Reproduce verbatim the passage of the protein structure notes below, beginning at the words "Crystallography and X-Ray" and stopping after the words "cell size calculation.".

_PAGE EXTRACT_
Content starts
Protein Homology and Modeling

• Lactoglobulin and RBP (Retinol-Binding Protein) are examples of proteins analyzed for homology.
• Types of homology include orthologs, which are homologous sequences in different species from a common ancestor, and paralogs, which arise from gene duplication within a species.

Challenges in Protein Modeling

• Modeling proteins with sequence identity below 30% poses significant challenges.
• Enhancements needed include side chain and loop modeling, aiming for improved accuracy and automation in model construction.
• Existing techniques in comparative modeling are mature but require ongoing improvements for practical applications.

Automated Homology Modeling Tools

• SWISS-MODEL: A tool for homology modeling accessible via their website.
• WHAT IF, CPHModels Server, 3D Jigsaw, SDSC1, and EsyPred3D are additional platforms for automated modeling.

Protein Threading Technique

• Protein threading aims to match a target sequence with a native-like fold from the Protein Data Bank (PDB).
• The energy function used is statistical rather than physics-based, distinguishing between correct and incorrect sequence-structure alignments.

Crystallography and X-Ray Diffraction

• Protein crystallography requires well-ordered crystals that strongly diffract X-rays.
• Cryocooling of crystals to -150°C with cryoprotectants prevents ice formation and extends crystal life during X-ray exposure.
• Bragg’s Law (2d·sinθ = λ) relates the distance between crystal planes, reflection angle, and wavelength, allowing for unit cell size calculation.

Challenges in X-Ray Crystallography

• Growing well-ordered crystals is often difficult due to the nature of globular protein shapes.
• Diffraction patterns capture specific arrangements of atoms in the crystal, yielding valuable structural information.

Electron Scattering and Phase Determination

• Thomson Scattering describes X-ray scattering based on electron density within a crystal.
• Phase determination is a critical issue in crystallography, resolved mathematically using Fourier transforms.
• Multiple Isomorphous Replacement (MIR) enhances diffraction patterns through the introduction of heavy atoms to improve phase accuracy while maintaining isomorphous conditions.

Importance of Amplitude, Phase, and Wavelength

• Each diffraction spot in experiments is characterized by amplitude (intensity strength), phase (interference relations), and a wavelength defined by the X-ray source.
Content ends
_RAW DATA_
Content starts
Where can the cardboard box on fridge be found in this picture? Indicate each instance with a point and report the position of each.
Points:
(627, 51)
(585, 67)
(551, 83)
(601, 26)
Content ends
_FINISHED TASK_
Crystallography and X-Ray Diffraction

• Protein crystallography requires well-ordered crystals that strongly diffract X-rays.
• Cryocooling of crystals to -150°C with cryoprotectants prevents ice formation and extends crystal life during X-ray exposure.
• Bragg’s Law (2d·sinθ = λ) relates the distance between crystal planes, reflection angle, and wavelength, allowing for unit cell size calculation.